(TASKS TO COMPLETE):
1 – Can you transcribe the part of the piece on the global economy starting at "The People’s Bank" and ending at "approaching its endgame."?
2 – According to the piece on the global economy, by how much did China's exports fall in July compared with the same period a year before?
3 – How would you sum up the piece on the global economy in two sentences?

Friends, remember God tells us to store up our treasures in heaven. Nothing lasts forever on Earth.
When the banking
crisis crippled global markets seven years ago, central bankers stepped in as
lenders of last resort. Profligate private-sector loans were moved on to the
public-sector balance sheet and vast money-printing gave the global economy
room to heal.
Time is now rapidly
running out. From China to Brazil, the central banks have lost control and at
the same time the global economy is grinding to a halt. It is only a matter of
time before stock markets collapse under the weight of their lofty expectations
and record valuations.
The FTSE 100 has now
erased its gains for the year, but there are signs things could get a whole lot
worse.
It is only a matter
of time before stock markets collapse under the weight of their lofty
expectations and record valuations.
1 - China
slowdown
China was the great
savior of the world economy in 2008. The launching of an unprecedented stimulus
package sparked an infrastructure investment boom. The voracious demand for
commodities to fuel its construction boom dragged along oil- and resource-rich
emerging markets.
The Chinese economy
has now hit a brick wall. Economic growth has dipped below 7pc for the first
time in a quarter of a century, according to official data. That probably means
the real economy is far weaker.
The People’s Bank of
China has pursued several measures to boost the flagging economy. The rate of
borrowing has been slashed during the past 12 months from 6pc to 4.85pc. Opting
to devalue the currency was a last resort and signaled the great era of Chinese
growth is rapidly approaching its endgame.
Data for exports
showed an 8.9pc slump in July from the same period a year before. Analysts
expected exports to fall only 0.3pc, so this was a huge miss.
The Chinese housing
market is also in a perilous state. House prices have fallen sharply after
decades of steady growth. For the millions who stored their wealth in property,
it makes for unsettling times.
2 - Commodity
collapse
The China slowdown
has sent shock waves through commodity markets. The Bloomberg Global Commodity
index, which tracks the prices of 22 commodity prices, fell to levels last seen
at the beginning of this century.
The oil price is the
purest barometer of world growth as it is the fuel that drives nearly all
industry and production around the globe.
Brent crude, the
global benchmark for oil, has begun falling once again after a brief rally
earlier in the year. It is now hovering above multi-year lows at about $50 per
barrel.

(SUPPLIED DATA):
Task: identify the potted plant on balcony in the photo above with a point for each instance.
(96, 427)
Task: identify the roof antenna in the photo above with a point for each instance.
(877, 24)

(IN RESPONSE):
1 –
The People’s Bank of
China has pursued several measures to boost the flagging economy. The rate of
borrowing has been slashed during the past 12 months from 6pc to 4.85pc. Opting
to devalue the currency was a last resort and signaled the great era of Chinese
growth is rapidly approaching its endgame.

2 – They fell 8.9pc.

3 – The piece warns that central banks have lost control while the global economy grinds to a halt, leaving stock markets likely to collapse under lofty expectations and record valuations. It points to China's slowdown, with growth below 7pc, slumping exports and falling house prices, and to the resulting commodity collapse that has left Brent crude hovering at about $50 per barrel.